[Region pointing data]
Content starts

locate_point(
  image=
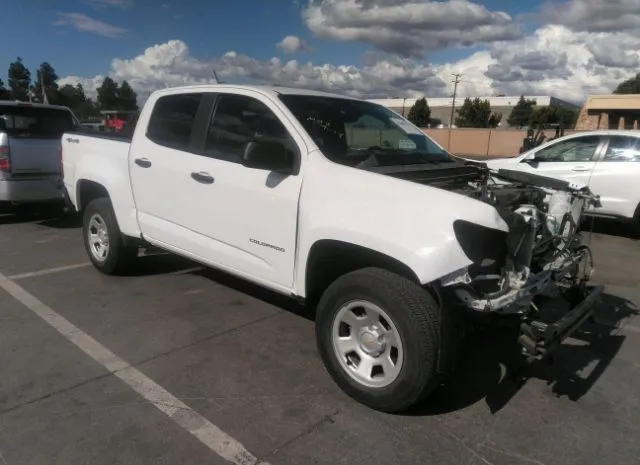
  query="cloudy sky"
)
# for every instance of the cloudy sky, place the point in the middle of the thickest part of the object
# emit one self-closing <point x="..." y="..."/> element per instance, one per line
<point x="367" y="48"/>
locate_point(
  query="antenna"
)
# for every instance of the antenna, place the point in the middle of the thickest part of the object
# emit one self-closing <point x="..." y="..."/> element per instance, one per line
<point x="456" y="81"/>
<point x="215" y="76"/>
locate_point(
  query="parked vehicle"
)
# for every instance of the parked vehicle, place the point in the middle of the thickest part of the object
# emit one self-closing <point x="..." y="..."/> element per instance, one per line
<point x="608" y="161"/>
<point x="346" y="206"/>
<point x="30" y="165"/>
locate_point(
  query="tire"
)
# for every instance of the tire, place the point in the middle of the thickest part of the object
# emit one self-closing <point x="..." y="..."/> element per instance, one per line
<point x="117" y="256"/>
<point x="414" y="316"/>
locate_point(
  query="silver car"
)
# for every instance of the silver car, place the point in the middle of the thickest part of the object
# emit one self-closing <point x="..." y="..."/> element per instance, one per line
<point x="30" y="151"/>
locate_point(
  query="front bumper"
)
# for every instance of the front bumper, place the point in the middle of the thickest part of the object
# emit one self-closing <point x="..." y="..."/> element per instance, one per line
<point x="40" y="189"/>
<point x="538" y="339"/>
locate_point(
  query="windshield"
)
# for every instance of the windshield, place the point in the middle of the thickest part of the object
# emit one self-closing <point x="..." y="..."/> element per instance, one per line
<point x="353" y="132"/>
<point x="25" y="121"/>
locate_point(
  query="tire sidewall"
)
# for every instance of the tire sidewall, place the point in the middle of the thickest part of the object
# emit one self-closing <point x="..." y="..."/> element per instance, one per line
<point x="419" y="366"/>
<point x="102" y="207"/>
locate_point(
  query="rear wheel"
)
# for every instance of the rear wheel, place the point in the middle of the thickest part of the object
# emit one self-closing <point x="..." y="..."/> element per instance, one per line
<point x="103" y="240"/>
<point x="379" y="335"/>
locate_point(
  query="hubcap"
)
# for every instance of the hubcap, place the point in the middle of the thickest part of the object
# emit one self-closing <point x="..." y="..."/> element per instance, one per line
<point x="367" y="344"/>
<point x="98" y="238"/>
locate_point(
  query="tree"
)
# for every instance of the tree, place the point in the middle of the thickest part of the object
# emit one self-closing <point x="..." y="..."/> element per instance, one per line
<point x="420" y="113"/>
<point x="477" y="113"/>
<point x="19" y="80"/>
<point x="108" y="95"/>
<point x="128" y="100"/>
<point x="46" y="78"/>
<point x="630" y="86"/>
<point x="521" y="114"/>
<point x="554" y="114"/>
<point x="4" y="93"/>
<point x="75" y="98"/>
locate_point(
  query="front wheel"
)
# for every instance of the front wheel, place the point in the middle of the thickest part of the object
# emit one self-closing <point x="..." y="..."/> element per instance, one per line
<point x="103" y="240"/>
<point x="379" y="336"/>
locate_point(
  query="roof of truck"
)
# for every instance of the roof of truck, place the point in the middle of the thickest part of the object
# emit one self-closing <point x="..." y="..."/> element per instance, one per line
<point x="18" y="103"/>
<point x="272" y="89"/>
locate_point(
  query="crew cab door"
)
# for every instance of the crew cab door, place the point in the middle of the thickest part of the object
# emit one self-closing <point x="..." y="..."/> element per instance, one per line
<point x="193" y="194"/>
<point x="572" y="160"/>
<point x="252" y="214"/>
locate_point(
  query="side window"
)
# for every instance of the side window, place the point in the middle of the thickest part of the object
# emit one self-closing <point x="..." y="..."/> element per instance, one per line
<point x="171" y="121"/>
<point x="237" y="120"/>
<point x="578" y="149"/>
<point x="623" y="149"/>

Content ends

_What you have to do_
The preceding entries are to be returned verbatim, with every picture excluded.

_Output of the exercise_
locate_point(
  image=
  query="cloudy sky"
)
# for every instance of the cloudy sky, place the point in the middle of the thickest part of the object
# emit one self-closing <point x="..." y="..."/> element per instance, one per line
<point x="367" y="48"/>
locate_point(
  query="antenna"
)
# for every instance of the antenna, place the point in the middle of the thickest part of the object
# emit one self-closing <point x="..." y="..."/> element per instance, one per line
<point x="456" y="81"/>
<point x="215" y="76"/>
locate_point(
  query="parked vehicle"
)
# for every instance of the parked vehicle, place the point in the middle of the thickest part of the object
# emit one self-closing <point x="..." y="..."/> element per instance, one per line
<point x="608" y="161"/>
<point x="346" y="206"/>
<point x="30" y="165"/>
locate_point(
  query="tire"
)
# for every instance of the tire, place the point in the middle of the thickest part of the object
# emit one self-closing <point x="..." y="..."/> element per instance, one per line
<point x="117" y="256"/>
<point x="414" y="316"/>
locate_point(
  query="silver car"
)
# for every instance of the silver car, place the point in the middle of the thickest part of the object
# emit one self-closing <point x="..." y="..."/> element per instance, one per line
<point x="30" y="151"/>
locate_point(
  query="front bumper"
)
# for every instance of the front bumper, place the point in the middle of the thickest part of the object
# emit one self-closing <point x="..." y="..."/> element per instance, one per line
<point x="40" y="189"/>
<point x="538" y="339"/>
locate_point(
  query="windshield"
)
# for every instance of the windshield, place the point in the middle of the thickest part of the object
# emit one self-closing <point x="..." y="..."/> element per instance, one per line
<point x="353" y="132"/>
<point x="25" y="121"/>
locate_point(
  query="tire sidewall"
)
# for every instance of the tire sidewall, place the point in the middle of the thickest part of the object
# emit one self-closing <point x="..." y="..."/> element per instance, one per line
<point x="419" y="366"/>
<point x="102" y="207"/>
locate_point(
  query="rear wheel"
)
# for every instance of the rear wheel, place the point in the middle of the thickest part of the object
# emit one self-closing <point x="..." y="..."/> element per instance, one per line
<point x="103" y="240"/>
<point x="379" y="335"/>
locate_point(
  query="hubcap"
)
# for every instance of the hubcap, place the point in the middle of the thickest part of the object
# emit one self-closing <point x="..." y="..."/> element per instance, one per line
<point x="367" y="344"/>
<point x="98" y="238"/>
locate_point(
  query="tree"
)
# for every instance of the tree, place the point in the middle of the thickest part of the object
# emit one self-closing <point x="..." y="..."/> element per instance, one per line
<point x="420" y="113"/>
<point x="477" y="113"/>
<point x="19" y="80"/>
<point x="108" y="95"/>
<point x="128" y="100"/>
<point x="46" y="78"/>
<point x="630" y="86"/>
<point x="521" y="114"/>
<point x="554" y="114"/>
<point x="4" y="93"/>
<point x="75" y="98"/>
locate_point(
  query="front wheel"
)
# for every instance of the front wheel, place the point in the middle of the thickest part of the object
# emit one self-closing <point x="..." y="..."/> element per instance, one per line
<point x="103" y="240"/>
<point x="379" y="336"/>
locate_point(
  query="roof of truck"
)
# for every instance of the roof of truck, place the point in the middle of the thickest part of the object
# emit one self-closing <point x="..." y="..."/> element per instance, one per line
<point x="18" y="103"/>
<point x="272" y="89"/>
locate_point(
  query="crew cab door"
)
# for every instance of the crew cab door, place the point in the middle of the thickest part of the object
# emit one self-closing <point x="..." y="..."/> element per instance, one per line
<point x="193" y="194"/>
<point x="572" y="160"/>
<point x="252" y="214"/>
locate_point(
  query="side window"
)
# for every instance of the side window, place the point in the middle of the thickest part of the object
# emit one self-closing <point x="..." y="..."/> element per instance, one per line
<point x="171" y="121"/>
<point x="237" y="120"/>
<point x="578" y="149"/>
<point x="623" y="149"/>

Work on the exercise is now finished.